→ **WHAT YOU ARE ASKED TO DO**
To complete this task, print all the data below exactly but leave out the images.

Natural-language object grounding data:
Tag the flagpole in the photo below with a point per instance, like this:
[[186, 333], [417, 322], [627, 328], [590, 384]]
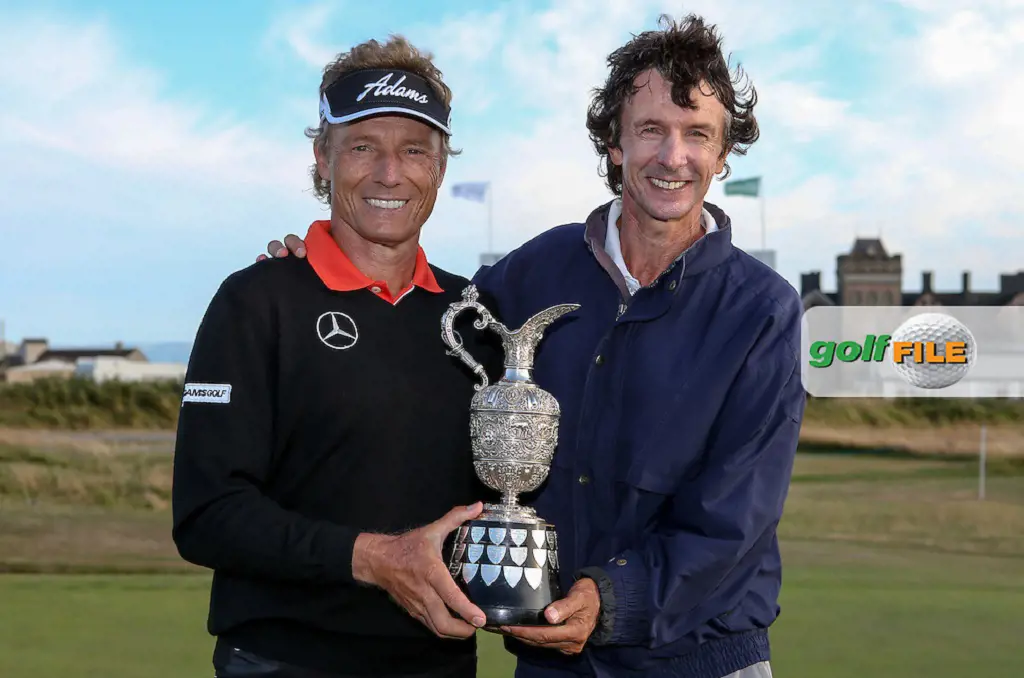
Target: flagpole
[[762, 196], [491, 222]]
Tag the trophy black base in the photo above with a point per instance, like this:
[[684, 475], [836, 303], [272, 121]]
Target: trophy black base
[[507, 567]]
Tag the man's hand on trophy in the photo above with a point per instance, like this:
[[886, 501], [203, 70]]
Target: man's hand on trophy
[[579, 610], [410, 567], [293, 245]]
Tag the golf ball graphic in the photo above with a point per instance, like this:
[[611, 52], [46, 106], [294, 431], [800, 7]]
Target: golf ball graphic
[[936, 328]]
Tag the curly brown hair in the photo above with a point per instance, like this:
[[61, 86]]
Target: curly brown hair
[[397, 52], [688, 54]]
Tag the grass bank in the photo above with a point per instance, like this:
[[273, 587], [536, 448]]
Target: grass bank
[[893, 568]]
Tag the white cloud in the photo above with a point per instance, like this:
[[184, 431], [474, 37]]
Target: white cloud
[[928, 156], [69, 89], [301, 31]]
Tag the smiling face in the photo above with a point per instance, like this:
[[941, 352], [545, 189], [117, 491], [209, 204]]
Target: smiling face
[[384, 174], [669, 154]]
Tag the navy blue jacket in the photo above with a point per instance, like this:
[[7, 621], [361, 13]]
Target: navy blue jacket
[[681, 409]]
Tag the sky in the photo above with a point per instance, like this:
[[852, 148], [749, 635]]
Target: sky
[[150, 150]]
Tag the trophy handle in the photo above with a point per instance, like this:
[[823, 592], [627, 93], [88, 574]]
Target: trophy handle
[[454, 341]]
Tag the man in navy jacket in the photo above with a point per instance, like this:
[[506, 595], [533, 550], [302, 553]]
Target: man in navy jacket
[[679, 382]]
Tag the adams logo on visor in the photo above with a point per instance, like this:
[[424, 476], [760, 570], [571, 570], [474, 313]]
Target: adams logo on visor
[[383, 87], [196, 392], [383, 91]]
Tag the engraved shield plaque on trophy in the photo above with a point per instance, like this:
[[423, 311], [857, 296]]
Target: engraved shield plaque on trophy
[[506, 560]]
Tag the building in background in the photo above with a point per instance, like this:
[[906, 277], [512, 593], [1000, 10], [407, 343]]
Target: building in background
[[868, 276], [34, 358]]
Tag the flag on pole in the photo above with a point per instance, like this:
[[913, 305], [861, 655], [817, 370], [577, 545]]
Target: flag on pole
[[751, 186], [475, 191]]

→ **SOLUTION FOR THIS PROBLEM**
Tag the flagpole in the photo below with a point per instance, like this:
[[186, 333], [417, 322], [627, 328], [590, 384]]
Target: flagpole
[[762, 196], [491, 222]]
Tag the trophy black base in the photo above with a point per instance, like this:
[[684, 475], [836, 303], [272, 121]]
Target: trophy black base
[[507, 567]]
Tag the man's hand on trophy in the photo above with a point per instance, like this:
[[886, 501], [203, 70]]
Target: man's hand on trophy
[[579, 610], [410, 567], [293, 245]]
Tag the golf ball graphic in the photo above with a point per instance, like this:
[[611, 52], [46, 106], [294, 431], [800, 7]]
Target: golf ball graphic
[[936, 328]]
Tag the curly brown hair in the photo above with a point per instance, like this:
[[61, 86]]
Target: curly brown hair
[[397, 52], [688, 54]]
Tag the grass bank in the photo above with a point per instance, like this:
[[273, 587], [536, 448]]
Target: grass bank
[[893, 568]]
Tag the white cloud in the photo above with a point per instance, like this:
[[184, 431], [474, 37]]
Target: white cloud
[[928, 156], [69, 89], [301, 31]]
Tag the smiling face in the photo above with a point per instance, like this:
[[941, 352], [545, 189], [117, 491], [209, 204]]
Target: smiling face
[[384, 174], [669, 154]]
Tag the navy blue jacket in the photo above with a point per instance, like this:
[[7, 621], [361, 13]]
Target: navy blue jacket
[[681, 409]]
Tag the sky in the photo above with a point per instance, like this:
[[852, 148], [749, 635]]
Target: sky
[[150, 150]]
Tag the trophy handle in the photo above with a point per instance, like this:
[[823, 592], [627, 93], [88, 574]]
Target: trophy handle
[[454, 341]]
Tag the man in navy jacket in the photo above with a point per instance, like this:
[[506, 595], [533, 550], [302, 553]]
Target: man in navy jacket
[[679, 382]]
Tag the adams logo on visor in the photo above with a point per instance, like this:
[[424, 476], [760, 570], [571, 570], [474, 313]]
Target: adams logo on visor
[[383, 87], [196, 392], [383, 91]]
Tag the engraved shield plaque on trophy in the photo above with a point per instance, like this:
[[423, 311], [857, 296]]
Target: engraved shield plaque on trophy
[[506, 560]]
Tag the building in background in the photo above with a point per instance, like this:
[[906, 277], [512, 593], [1000, 10], [407, 343]]
Target: building in background
[[868, 276], [34, 358]]
Tag the flag on pole in the photo above with a point per instance, like this:
[[913, 305], [861, 655], [817, 370], [577, 545]]
Target: flag on pole
[[751, 186], [475, 191]]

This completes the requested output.